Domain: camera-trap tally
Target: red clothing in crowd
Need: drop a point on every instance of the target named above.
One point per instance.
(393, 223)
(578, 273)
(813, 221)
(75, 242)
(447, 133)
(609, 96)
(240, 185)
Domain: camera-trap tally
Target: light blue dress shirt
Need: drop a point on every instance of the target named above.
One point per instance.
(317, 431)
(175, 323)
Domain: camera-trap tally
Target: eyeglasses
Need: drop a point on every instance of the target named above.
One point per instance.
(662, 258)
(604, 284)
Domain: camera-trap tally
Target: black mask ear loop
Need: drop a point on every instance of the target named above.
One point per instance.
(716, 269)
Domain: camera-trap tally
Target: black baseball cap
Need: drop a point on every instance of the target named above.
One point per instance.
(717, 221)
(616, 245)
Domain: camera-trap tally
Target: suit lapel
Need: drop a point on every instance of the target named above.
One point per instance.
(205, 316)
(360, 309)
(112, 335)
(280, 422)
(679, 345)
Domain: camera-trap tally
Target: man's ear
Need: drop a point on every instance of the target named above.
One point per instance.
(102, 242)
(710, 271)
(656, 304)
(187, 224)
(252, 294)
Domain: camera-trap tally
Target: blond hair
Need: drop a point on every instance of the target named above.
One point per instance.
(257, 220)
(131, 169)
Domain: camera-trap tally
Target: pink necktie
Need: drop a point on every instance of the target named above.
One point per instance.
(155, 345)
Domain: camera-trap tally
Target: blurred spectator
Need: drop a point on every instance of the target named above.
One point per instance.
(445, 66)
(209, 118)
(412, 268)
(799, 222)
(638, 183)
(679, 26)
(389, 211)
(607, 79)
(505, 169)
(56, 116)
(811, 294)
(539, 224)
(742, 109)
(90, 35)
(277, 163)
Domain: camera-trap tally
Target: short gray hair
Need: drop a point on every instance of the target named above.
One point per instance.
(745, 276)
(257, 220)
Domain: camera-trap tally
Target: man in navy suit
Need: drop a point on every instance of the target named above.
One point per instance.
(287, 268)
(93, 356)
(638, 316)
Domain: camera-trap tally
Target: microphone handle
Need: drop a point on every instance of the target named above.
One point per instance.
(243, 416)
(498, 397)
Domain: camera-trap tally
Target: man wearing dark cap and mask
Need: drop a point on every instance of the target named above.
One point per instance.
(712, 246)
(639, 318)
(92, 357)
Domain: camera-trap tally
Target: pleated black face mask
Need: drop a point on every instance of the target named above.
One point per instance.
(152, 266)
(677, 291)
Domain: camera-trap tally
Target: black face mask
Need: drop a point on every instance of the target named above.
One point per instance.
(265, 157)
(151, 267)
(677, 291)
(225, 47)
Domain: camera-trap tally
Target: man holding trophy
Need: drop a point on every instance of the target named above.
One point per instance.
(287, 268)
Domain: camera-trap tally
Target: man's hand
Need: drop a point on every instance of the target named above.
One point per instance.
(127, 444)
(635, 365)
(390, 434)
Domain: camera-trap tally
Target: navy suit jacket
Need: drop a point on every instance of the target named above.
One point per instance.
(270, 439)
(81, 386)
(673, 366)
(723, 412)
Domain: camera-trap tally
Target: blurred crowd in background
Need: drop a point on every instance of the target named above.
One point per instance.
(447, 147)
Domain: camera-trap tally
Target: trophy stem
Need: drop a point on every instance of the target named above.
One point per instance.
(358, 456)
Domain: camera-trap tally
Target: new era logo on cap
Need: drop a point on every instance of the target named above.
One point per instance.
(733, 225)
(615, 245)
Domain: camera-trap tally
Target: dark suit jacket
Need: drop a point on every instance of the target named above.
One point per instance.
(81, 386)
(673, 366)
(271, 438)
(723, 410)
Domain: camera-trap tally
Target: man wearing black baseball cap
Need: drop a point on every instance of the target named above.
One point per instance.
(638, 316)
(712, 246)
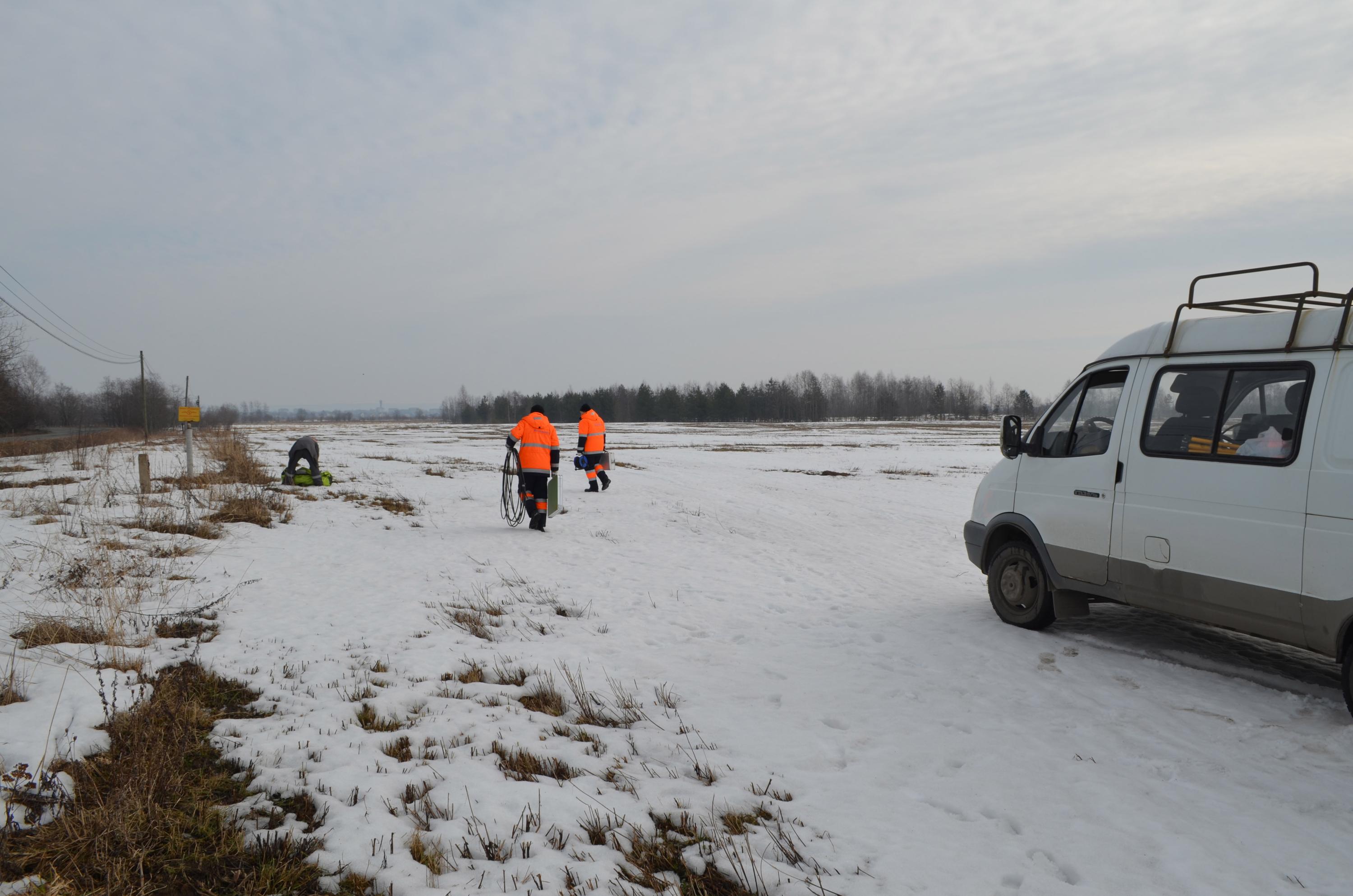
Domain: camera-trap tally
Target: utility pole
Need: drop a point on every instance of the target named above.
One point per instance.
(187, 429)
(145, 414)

WORK ITEM:
With pictures excluded, the material is to be written out exactly as given.

REPLY:
Domain: camera-trap tally
Target: red clothing in crowd
Need: drop a point on every instance of the target named above.
One point per instance.
(393, 223)
(578, 273)
(813, 221)
(75, 242)
(447, 133)
(609, 96)
(240, 185)
Domain: camera-trap tally
Target: light blue dress shirt
Need: drop a point on every instance of the target named above.
One point per instance.
(317, 431)
(175, 323)
Domain: camera-trap tally
Target: eyeglasses
Need: drop a point on every instance of the target named above.
One point per instance.
(662, 258)
(604, 284)
Domain: camera-trap tally
Target: black mask ear loop
Need: drop a point on every instance of the target named above.
One point per instance.
(716, 269)
Domain: camera-trap tally
Target: black baseball cap
Need: drop a point on every instance of the target named above.
One point per instance.
(717, 221)
(616, 245)
Domain: camera-trap tally
Target: suit lapel
Need: drop a point on every instance of the target named above.
One point per instance.
(205, 316)
(360, 309)
(112, 335)
(280, 422)
(679, 345)
Domain: camera-trap tally
Target: man's ear
Need: drop a point on every instance of the target named above.
One point per instance.
(102, 242)
(710, 271)
(656, 304)
(187, 224)
(252, 294)
Domain: camera-trap tally
Target: blond hair
Need: drop a point on every instance of the target named above.
One point per instance.
(257, 220)
(131, 169)
Domain: camera-trap tally
Target: pink necktie
Need: drop a point on every instance of the target named above.
One point per instance.
(155, 345)
Domain: camera-trap tally
Target: blurred spectator
Need: drop a point on every instance of the target named above.
One point per instance.
(445, 66)
(209, 118)
(412, 268)
(799, 222)
(638, 183)
(679, 26)
(389, 211)
(607, 79)
(505, 169)
(56, 116)
(811, 294)
(539, 224)
(742, 109)
(90, 35)
(277, 163)
Domain: camera-trap tally
Target: short gray hair
Need: drop a point on every instance of the target named above.
One point per instance.
(745, 276)
(257, 220)
Domain: camera-trap tally
Target: man in navy suit
Need: drop a point on every instance of the target named above.
One point per instance.
(287, 268)
(93, 356)
(638, 316)
Domain: camera-trap tally
Target: microphone handle
Need: drop a point on every instance of the target named above.
One point per instance.
(243, 416)
(498, 397)
Domain: camera-trap tally
Target: man wearing dark cap and mask
Need: drop a point on every instance of the target named above.
One point per instance.
(712, 246)
(639, 318)
(92, 357)
Domain: camera-trap tally
Target: pleated black face mask
Need: drop a point on every instance of the target named above.
One point per instance.
(152, 266)
(677, 291)
Domain: camera-trap tally
Target: black face mask
Need: drop a point on every instance of the target named above.
One point per instance.
(265, 157)
(151, 267)
(677, 291)
(225, 47)
Domain: camera-trap tally
Target: man holding trophy
Need: drop a point on every instance of the target named above.
One point per instance.
(287, 268)
Domain: camera-trap tally
Target: man's hand
Need: drop a point on every instance of the target named above.
One point per instance.
(127, 444)
(635, 365)
(390, 434)
Domain: camera-trap tally
Target: navy suit jacket
Need: drop a point on every instance of the target named above.
One point per instance.
(270, 439)
(81, 386)
(673, 366)
(723, 412)
Domain: camera-trap tally
Target: blurred crowd in background
Need: drop a point on every instance of the target named above.
One point per instance.
(447, 147)
Domain: camera-trap tally
Target: trophy stem
Need: drop a point on every instance of the target named above.
One point per instance.
(358, 456)
Domain: camera-trap tally
Target: new era logo on cap
Need: drop a point on every instance of the target named above.
One point per instance.
(733, 225)
(615, 245)
Domain: camera-trap tally
Target: dark suit jacket
Need: drop a point on every instance of the target named above.
One point per instance.
(81, 386)
(673, 366)
(271, 438)
(723, 410)
Domain: camera-trap tally
Target: man wearing black baseball cap
Need: drop a point on every instance of the target named above.
One point per instance.
(638, 316)
(712, 246)
Domain: camera-trap tally
Target: utility pole
Need: drop a point on every instance of the target named above.
One point per instance.
(187, 429)
(145, 414)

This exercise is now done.